Collected data:
======

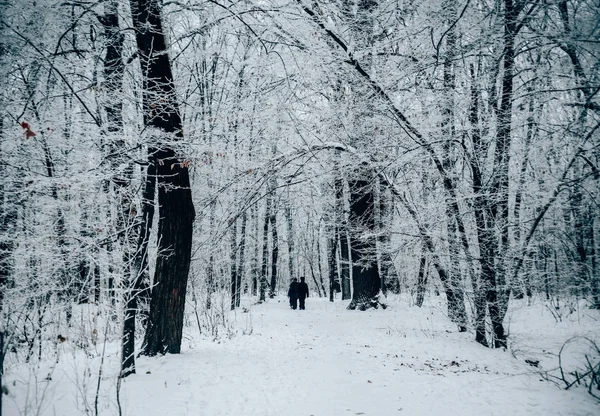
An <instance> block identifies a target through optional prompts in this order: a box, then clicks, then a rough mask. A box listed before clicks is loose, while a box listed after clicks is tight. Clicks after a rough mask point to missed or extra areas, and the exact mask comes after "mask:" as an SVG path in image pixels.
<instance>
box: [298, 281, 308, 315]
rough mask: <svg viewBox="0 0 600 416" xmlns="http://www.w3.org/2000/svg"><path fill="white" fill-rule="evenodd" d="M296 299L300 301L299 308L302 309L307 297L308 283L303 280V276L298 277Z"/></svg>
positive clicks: (303, 305)
mask: <svg viewBox="0 0 600 416" xmlns="http://www.w3.org/2000/svg"><path fill="white" fill-rule="evenodd" d="M297 291H298V300H299V301H300V310H301V311H303V310H304V309H305V304H304V301H305V299H306V298H307V297H308V285H307V284H306V282H305V281H304V276H302V277H301V278H300V283H298V289H297Z"/></svg>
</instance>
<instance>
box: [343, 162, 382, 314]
mask: <svg viewBox="0 0 600 416" xmlns="http://www.w3.org/2000/svg"><path fill="white" fill-rule="evenodd" d="M358 170H359V173H357V176H358V177H356V178H354V179H352V181H350V182H349V186H350V230H349V231H350V247H351V250H352V251H351V255H352V284H353V289H354V290H353V293H352V301H351V302H350V304H349V305H348V309H359V310H366V309H369V308H373V307H374V308H377V307H378V306H379V291H380V288H381V283H380V279H379V270H378V268H377V259H376V241H375V236H374V234H375V214H374V203H375V201H374V194H373V190H372V186H373V185H372V181H373V179H374V176H373V174H372V172H371V171H370V170H369V169H368V168H366V167H364V166H361V167H359V169H358Z"/></svg>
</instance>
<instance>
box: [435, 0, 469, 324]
mask: <svg viewBox="0 0 600 416" xmlns="http://www.w3.org/2000/svg"><path fill="white" fill-rule="evenodd" d="M444 10H445V11H446V12H447V18H446V20H447V22H446V23H447V25H448V26H449V29H448V30H447V32H446V51H445V56H444V89H443V91H444V95H443V97H442V108H441V113H442V124H441V131H442V137H444V138H445V141H444V152H443V160H442V164H443V168H444V171H445V172H446V174H447V175H448V176H449V177H450V178H451V180H452V182H453V183H455V182H456V178H455V176H456V175H455V173H454V171H455V160H454V159H455V156H454V154H453V149H454V145H455V143H456V142H458V139H457V137H456V129H455V127H454V106H455V102H454V94H455V88H456V85H455V84H456V82H455V75H454V57H455V55H456V29H455V21H456V4H455V0H448V1H446V2H445V4H444ZM450 197H451V196H450V195H449V194H446V198H450ZM454 202H455V201H448V200H447V201H446V216H447V222H446V224H447V226H446V230H447V238H448V251H449V255H450V256H449V259H448V263H449V266H448V273H449V279H448V281H447V282H445V283H444V289H445V292H446V301H447V302H448V316H449V318H450V319H451V320H452V322H454V323H455V324H457V325H458V327H459V329H460V331H461V332H464V331H466V326H467V311H466V307H465V300H464V289H463V279H462V276H461V271H460V264H459V253H460V245H459V244H458V238H457V232H458V227H457V224H456V220H455V218H454V213H453V210H452V204H453V203H454ZM467 255H468V254H467Z"/></svg>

======

Activity :: Output every entry above verbatim, but leave out the pictures.

Exercise answer ::
An <instance> block identifies a target through optional prompts in this order: a box, then clicks, then a rough mask. A box listed before clicks is loose, while a box listed after clicks is tight. Clicks after a rough mask point to missed or extra areas, and the exact mask comes after "mask:" as an SVG path in image pixels.
<instance>
box: [298, 281, 308, 315]
rough mask: <svg viewBox="0 0 600 416" xmlns="http://www.w3.org/2000/svg"><path fill="white" fill-rule="evenodd" d="M296 299L300 301L299 308L302 309L307 297L308 283L303 280V276L298 277Z"/></svg>
positive clicks: (303, 305)
mask: <svg viewBox="0 0 600 416" xmlns="http://www.w3.org/2000/svg"><path fill="white" fill-rule="evenodd" d="M297 291H298V300H299V301H300V310H301V311H303V310H304V309H305V304H304V301H305V299H306V298H307V297H308V285H307V284H306V282H305V281H304V276H302V277H301V278H300V283H298V289H297Z"/></svg>
</instance>
<instance>
box: [343, 162, 382, 314]
mask: <svg viewBox="0 0 600 416" xmlns="http://www.w3.org/2000/svg"><path fill="white" fill-rule="evenodd" d="M358 170H359V173H357V176H358V177H356V178H354V179H352V181H350V182H349V186H350V230H349V231H350V247H351V250H352V251H351V255H352V284H353V289H354V290H353V293H352V301H351V302H350V304H349V305H348V309H359V310H366V309H369V308H373V307H374V308H377V307H378V306H379V291H380V288H381V283H380V279H379V270H378V268H377V259H376V241H375V236H374V234H375V214H374V203H375V201H374V194H373V190H372V186H373V185H372V181H373V179H374V176H373V174H372V172H371V171H370V170H369V169H368V168H366V167H364V166H361V167H359V169H358Z"/></svg>
</instance>
<instance>
box: [435, 0, 469, 324]
mask: <svg viewBox="0 0 600 416" xmlns="http://www.w3.org/2000/svg"><path fill="white" fill-rule="evenodd" d="M444 10H445V11H446V12H447V18H446V20H447V22H446V23H447V25H448V26H449V29H448V30H447V32H446V51H445V56H444V89H443V91H444V95H443V97H442V108H441V113H442V124H441V131H442V137H444V138H445V141H444V152H443V160H442V164H443V168H444V171H445V172H446V174H447V175H448V176H449V177H450V178H451V180H452V182H453V183H455V182H456V178H455V176H456V175H455V173H454V171H455V160H454V159H455V156H454V154H453V149H454V145H455V143H456V142H458V139H457V137H456V129H455V127H454V106H455V102H454V94H455V88H456V85H455V84H456V82H455V75H454V57H455V55H456V29H455V21H456V4H455V0H448V1H446V2H445V4H444ZM450 197H451V196H450V195H449V194H446V198H450ZM454 202H455V201H448V200H447V201H446V216H447V222H446V224H447V226H446V230H447V238H448V251H449V255H450V256H449V259H448V263H449V266H448V273H449V279H448V281H447V282H445V283H444V289H445V292H446V301H447V302H448V316H449V318H450V319H451V320H452V322H454V323H455V324H457V325H458V327H459V329H460V331H461V332H464V331H466V326H467V311H466V307H465V300H464V289H463V279H462V276H461V271H460V264H459V253H460V245H459V244H458V238H457V232H458V227H457V224H456V220H455V218H454V213H453V210H452V204H453V203H454ZM467 255H468V254H467Z"/></svg>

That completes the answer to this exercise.